→ Assignment:
Using the records below, transcribe word for word the stretch from the line that contains "Find the black belt" through the line that contains "Find the swing set", both end lines included, and nothing else.

→ Given information:
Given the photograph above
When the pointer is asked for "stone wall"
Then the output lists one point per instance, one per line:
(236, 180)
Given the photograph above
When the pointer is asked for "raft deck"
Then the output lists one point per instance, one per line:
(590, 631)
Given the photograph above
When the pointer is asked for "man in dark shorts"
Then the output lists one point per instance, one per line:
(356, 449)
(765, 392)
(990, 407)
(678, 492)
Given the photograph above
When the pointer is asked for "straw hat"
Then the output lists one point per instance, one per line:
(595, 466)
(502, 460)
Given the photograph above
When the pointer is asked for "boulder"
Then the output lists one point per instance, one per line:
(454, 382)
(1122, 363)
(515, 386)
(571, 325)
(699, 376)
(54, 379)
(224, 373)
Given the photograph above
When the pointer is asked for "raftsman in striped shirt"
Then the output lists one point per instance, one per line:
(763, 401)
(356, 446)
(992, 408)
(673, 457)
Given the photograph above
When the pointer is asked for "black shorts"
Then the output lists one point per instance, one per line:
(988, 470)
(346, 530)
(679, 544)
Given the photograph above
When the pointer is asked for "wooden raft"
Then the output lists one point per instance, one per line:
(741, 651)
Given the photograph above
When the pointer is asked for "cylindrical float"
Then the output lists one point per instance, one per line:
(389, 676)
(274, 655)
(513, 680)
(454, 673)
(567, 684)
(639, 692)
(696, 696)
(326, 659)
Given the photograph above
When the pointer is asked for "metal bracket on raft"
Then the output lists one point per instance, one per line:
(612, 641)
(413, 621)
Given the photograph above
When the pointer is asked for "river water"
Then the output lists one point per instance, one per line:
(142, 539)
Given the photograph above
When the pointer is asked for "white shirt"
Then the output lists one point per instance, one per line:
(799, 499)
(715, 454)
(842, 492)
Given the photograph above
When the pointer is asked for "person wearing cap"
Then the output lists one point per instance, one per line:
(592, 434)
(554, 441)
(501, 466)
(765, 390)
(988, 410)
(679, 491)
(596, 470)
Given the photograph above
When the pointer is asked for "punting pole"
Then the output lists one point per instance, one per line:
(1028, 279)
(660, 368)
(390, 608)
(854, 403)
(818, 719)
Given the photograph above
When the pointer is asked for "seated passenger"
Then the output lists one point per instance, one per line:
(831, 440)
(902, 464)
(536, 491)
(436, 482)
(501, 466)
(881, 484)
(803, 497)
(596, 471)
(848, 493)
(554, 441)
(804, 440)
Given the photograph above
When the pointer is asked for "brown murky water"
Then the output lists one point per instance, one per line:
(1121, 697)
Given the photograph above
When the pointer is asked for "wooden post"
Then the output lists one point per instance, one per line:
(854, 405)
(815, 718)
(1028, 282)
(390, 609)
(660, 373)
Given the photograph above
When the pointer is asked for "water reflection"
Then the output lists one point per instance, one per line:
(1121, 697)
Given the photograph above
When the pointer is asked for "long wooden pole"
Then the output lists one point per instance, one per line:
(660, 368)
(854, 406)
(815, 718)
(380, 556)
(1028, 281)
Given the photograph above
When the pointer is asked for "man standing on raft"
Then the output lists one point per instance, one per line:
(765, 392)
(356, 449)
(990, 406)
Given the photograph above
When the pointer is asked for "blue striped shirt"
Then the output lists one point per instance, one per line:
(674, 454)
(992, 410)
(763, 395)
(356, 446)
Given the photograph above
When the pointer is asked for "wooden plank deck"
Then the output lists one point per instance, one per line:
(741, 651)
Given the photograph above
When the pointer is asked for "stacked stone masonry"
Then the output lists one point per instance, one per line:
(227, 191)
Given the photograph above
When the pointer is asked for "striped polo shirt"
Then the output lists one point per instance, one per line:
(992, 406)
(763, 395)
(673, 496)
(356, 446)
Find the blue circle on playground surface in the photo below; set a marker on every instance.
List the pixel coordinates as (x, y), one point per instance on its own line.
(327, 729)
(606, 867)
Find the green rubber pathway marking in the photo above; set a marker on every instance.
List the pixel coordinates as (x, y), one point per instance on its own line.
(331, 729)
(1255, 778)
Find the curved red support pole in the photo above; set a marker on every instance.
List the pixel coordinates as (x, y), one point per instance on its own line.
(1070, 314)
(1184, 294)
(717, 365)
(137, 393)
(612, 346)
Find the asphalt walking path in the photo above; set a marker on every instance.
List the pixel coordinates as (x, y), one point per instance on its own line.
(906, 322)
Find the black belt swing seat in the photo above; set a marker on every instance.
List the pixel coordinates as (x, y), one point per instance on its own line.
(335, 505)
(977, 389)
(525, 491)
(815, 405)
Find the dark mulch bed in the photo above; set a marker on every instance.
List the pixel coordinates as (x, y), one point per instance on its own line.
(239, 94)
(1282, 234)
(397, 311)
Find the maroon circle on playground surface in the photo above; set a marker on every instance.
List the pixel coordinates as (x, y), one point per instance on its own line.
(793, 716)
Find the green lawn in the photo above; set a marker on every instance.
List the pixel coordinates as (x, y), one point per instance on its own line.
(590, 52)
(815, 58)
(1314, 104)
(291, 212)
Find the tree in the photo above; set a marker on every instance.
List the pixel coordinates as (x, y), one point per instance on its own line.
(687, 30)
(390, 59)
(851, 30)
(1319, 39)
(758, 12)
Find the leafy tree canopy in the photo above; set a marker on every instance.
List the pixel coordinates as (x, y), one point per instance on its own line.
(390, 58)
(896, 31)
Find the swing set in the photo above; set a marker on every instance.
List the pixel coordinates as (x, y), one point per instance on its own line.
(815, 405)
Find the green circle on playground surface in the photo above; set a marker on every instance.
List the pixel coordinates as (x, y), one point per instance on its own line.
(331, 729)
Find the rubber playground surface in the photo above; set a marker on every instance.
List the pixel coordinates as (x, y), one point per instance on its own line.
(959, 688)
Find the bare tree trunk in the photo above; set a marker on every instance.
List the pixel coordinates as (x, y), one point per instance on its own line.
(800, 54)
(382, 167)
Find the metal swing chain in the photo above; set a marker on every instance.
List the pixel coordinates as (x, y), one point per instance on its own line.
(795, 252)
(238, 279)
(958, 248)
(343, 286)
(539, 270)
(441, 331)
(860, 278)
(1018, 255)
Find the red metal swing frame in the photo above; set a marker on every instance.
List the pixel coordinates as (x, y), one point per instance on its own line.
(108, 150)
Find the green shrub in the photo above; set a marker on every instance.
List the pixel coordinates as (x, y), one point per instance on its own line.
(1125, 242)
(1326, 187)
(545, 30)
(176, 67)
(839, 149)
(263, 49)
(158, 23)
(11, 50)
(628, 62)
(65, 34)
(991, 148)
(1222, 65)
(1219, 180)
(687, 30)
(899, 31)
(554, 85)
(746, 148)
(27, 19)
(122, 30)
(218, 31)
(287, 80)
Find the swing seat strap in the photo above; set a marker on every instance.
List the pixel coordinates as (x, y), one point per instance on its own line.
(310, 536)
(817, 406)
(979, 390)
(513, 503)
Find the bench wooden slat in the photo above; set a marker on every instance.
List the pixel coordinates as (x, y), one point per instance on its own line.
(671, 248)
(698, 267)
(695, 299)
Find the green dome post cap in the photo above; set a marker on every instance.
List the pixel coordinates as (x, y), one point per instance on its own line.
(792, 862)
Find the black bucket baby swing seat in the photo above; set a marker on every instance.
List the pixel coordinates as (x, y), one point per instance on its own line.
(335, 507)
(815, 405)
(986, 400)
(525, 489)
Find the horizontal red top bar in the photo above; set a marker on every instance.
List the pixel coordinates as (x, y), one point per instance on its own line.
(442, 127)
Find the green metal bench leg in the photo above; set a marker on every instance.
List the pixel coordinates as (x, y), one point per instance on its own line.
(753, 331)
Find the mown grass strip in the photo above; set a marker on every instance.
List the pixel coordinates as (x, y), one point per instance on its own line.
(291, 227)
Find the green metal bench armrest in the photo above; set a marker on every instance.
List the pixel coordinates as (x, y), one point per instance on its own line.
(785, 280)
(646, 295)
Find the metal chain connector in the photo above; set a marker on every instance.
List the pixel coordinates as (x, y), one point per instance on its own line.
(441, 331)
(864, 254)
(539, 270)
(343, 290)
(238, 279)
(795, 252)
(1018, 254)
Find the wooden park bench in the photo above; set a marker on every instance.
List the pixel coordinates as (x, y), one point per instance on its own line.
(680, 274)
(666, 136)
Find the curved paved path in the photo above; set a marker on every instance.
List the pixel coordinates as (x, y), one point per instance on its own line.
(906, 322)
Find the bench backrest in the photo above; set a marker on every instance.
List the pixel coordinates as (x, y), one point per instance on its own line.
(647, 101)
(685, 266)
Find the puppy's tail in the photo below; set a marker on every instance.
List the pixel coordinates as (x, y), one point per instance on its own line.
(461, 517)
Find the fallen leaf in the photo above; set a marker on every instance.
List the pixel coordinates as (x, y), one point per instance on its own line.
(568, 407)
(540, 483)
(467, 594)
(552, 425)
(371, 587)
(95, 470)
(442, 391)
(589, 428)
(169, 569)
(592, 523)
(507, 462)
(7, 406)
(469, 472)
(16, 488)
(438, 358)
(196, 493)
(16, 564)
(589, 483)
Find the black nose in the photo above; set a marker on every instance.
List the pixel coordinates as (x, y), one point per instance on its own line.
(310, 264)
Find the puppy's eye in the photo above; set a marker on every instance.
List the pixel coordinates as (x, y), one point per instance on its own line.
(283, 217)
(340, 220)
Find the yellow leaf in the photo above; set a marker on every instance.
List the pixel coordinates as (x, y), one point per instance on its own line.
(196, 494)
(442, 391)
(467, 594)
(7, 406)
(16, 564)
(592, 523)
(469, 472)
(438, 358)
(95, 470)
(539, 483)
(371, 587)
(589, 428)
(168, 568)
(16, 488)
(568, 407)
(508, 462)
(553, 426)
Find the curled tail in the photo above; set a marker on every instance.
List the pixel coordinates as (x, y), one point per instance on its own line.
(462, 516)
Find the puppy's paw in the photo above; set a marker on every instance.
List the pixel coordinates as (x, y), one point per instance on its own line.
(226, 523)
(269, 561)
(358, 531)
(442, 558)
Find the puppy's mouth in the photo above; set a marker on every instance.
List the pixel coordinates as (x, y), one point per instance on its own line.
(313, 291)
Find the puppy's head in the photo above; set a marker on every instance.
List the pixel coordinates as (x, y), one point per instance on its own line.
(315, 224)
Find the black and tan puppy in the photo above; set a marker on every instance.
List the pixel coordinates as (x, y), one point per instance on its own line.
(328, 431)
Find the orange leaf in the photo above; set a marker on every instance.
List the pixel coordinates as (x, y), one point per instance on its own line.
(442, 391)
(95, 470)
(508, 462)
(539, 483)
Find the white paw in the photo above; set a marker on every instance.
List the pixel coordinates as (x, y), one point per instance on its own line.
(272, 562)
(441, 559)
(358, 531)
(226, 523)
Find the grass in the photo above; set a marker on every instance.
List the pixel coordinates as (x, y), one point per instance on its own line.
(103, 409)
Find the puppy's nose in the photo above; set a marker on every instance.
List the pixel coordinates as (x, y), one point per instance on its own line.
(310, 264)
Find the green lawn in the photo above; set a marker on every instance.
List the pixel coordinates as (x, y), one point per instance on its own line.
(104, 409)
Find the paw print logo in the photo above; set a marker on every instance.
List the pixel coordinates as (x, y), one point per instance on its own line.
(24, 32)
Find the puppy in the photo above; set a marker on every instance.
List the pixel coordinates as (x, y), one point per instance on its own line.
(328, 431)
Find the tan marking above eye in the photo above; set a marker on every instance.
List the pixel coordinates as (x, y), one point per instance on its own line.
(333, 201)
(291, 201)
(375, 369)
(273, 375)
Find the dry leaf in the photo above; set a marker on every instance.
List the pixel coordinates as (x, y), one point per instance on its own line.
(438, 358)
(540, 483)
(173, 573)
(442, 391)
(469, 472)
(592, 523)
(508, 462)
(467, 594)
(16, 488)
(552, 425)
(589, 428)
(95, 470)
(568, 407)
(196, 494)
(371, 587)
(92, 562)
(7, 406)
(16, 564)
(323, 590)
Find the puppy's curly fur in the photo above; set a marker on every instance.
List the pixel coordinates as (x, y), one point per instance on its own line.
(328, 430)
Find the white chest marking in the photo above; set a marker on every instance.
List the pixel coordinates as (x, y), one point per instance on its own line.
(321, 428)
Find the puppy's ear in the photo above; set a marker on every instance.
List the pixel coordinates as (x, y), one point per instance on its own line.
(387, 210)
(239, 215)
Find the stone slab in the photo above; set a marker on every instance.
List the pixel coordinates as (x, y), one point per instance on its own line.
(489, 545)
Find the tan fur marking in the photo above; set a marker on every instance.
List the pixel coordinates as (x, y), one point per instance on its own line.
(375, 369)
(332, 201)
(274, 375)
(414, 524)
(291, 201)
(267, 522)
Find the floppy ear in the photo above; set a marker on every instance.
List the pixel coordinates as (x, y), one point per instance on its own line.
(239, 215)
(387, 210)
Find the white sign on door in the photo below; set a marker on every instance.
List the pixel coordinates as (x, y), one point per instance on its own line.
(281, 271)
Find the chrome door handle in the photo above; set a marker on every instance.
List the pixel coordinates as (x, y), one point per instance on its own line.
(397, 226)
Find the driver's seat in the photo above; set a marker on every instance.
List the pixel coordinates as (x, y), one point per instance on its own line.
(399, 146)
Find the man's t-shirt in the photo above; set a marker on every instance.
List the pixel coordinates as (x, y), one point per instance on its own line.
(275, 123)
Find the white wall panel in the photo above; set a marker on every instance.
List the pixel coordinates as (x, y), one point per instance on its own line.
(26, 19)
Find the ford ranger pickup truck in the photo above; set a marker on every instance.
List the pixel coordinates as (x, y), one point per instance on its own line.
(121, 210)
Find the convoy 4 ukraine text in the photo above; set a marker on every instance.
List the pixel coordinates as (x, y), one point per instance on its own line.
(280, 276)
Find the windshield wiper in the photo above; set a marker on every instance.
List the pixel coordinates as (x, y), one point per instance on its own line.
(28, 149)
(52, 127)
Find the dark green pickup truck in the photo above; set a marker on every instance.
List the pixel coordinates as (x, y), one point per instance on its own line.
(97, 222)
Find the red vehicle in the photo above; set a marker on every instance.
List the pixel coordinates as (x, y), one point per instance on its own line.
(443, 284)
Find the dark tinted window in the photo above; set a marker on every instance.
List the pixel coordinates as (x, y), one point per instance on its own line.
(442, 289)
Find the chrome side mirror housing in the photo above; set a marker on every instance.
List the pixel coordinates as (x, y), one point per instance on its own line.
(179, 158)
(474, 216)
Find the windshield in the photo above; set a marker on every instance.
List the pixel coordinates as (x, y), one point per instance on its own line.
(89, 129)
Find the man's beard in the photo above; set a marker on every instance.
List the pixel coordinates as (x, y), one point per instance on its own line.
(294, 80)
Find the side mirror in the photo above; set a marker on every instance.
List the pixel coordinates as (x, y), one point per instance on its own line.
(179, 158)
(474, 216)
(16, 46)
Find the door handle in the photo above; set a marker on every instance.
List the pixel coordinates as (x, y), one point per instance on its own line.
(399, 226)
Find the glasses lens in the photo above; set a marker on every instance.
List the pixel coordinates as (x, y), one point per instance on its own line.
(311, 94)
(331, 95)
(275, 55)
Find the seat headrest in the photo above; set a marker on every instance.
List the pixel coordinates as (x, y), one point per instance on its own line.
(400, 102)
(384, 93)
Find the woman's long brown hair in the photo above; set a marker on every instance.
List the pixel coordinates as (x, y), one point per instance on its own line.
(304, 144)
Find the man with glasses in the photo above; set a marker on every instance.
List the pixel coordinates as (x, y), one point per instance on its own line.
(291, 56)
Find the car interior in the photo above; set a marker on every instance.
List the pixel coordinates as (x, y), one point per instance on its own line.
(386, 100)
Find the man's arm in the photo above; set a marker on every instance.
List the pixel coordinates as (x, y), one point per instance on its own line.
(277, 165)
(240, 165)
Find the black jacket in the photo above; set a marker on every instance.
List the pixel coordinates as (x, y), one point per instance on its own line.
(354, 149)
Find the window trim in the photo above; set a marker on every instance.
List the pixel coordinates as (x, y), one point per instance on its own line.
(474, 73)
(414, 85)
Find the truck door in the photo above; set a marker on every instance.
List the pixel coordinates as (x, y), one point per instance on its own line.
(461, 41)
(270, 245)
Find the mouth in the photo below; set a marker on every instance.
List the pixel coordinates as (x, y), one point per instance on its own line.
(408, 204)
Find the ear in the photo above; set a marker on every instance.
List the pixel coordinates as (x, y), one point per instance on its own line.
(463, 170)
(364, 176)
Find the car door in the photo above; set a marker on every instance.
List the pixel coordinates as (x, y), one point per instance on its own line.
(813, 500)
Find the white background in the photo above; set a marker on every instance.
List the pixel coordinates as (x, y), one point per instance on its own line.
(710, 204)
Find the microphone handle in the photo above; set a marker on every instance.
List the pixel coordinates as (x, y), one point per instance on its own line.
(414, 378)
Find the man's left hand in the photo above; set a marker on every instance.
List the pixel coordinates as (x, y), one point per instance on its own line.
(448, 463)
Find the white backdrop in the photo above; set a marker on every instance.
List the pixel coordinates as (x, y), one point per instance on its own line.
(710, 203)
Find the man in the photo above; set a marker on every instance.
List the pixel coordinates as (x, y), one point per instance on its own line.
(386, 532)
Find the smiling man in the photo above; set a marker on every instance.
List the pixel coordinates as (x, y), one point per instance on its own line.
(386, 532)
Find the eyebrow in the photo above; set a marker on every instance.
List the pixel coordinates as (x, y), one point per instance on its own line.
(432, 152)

→ Response to the task:
Find the black belt swing seat in the photo above; set a marker on every instance.
List the pixel coordinates as (x, y), one point per instance on its own line.
(335, 505)
(977, 389)
(525, 491)
(815, 405)
Find the dark mulch bed in the photo above; set a marker on every instance.
List the pixel coordinates as (x, y), one point per instance on its own line.
(239, 94)
(1282, 234)
(397, 311)
Find the maroon circle on playground surface in the photo above; set a marker on every instance.
List the pixel coordinates as (x, y), one point per instance on its own line.
(793, 716)
Find the green lawn in the photo above; set a marker on every instance.
List the pixel coordinates as (x, y), one point per instance on its own line.
(590, 52)
(815, 58)
(1314, 104)
(291, 212)
Find the tree in the photo above; set a marker on every instance.
List the pixel coordinates as (x, y), one point per instance on its own line.
(687, 30)
(390, 59)
(851, 30)
(1319, 39)
(758, 12)
Find the leafy tree canopy in the photo above; set a marker on every instance.
List the pixel coordinates as (x, y), one point per instance on its own line.
(390, 58)
(896, 31)
Find the swing set in the photo above; set a marker on every instance.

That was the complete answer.